◆ Task description: An exact reproduction of all the entries is what the answer must contain.
--- Material shown ---
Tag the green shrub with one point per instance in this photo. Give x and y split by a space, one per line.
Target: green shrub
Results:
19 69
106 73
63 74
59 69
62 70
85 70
---
◆ Your solution:
Tag the green shrub with one point per instance in this photo. Give x and y split by a space, one per line.
Target: green shrub
Results:
19 69
106 73
63 74
59 69
62 70
85 70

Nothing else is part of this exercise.